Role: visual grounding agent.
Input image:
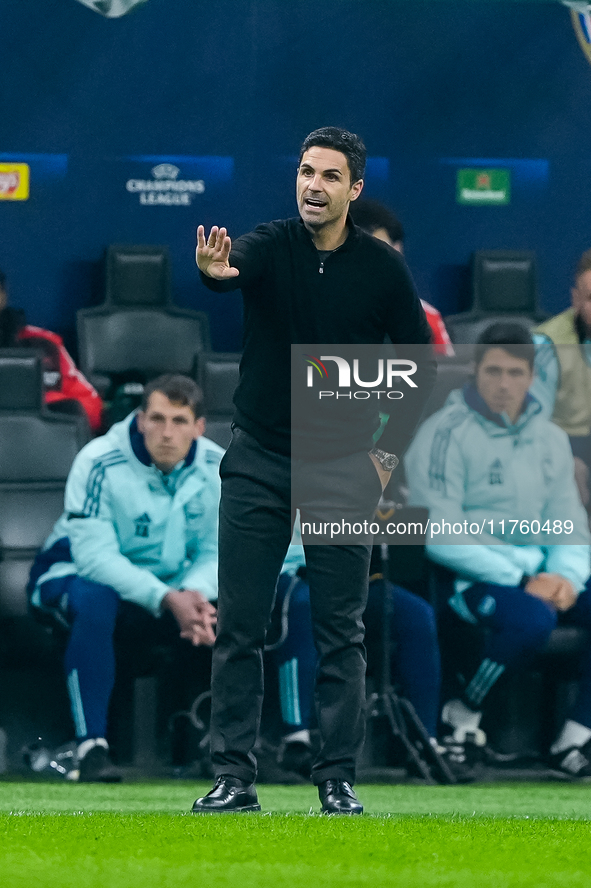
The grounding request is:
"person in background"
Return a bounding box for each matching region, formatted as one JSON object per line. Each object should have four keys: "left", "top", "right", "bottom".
{"left": 533, "top": 247, "right": 591, "bottom": 504}
{"left": 405, "top": 323, "right": 591, "bottom": 778}
{"left": 28, "top": 374, "right": 221, "bottom": 781}
{"left": 349, "top": 199, "right": 454, "bottom": 357}
{"left": 0, "top": 268, "right": 102, "bottom": 432}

━━━━━━━━━━

◆ Description of the task: The expected output is the full material above, word for word, without pictures.

◆ Result:
Role: visual grounding agent.
Input image:
The grounding request is:
"person in background"
Return a bounding box for each matching region, formatted as one JSON object per line. Each object should have four keys: "left", "top", "right", "bottom".
{"left": 533, "top": 247, "right": 591, "bottom": 504}
{"left": 405, "top": 323, "right": 591, "bottom": 778}
{"left": 28, "top": 374, "right": 221, "bottom": 781}
{"left": 349, "top": 199, "right": 454, "bottom": 357}
{"left": 0, "top": 268, "right": 102, "bottom": 432}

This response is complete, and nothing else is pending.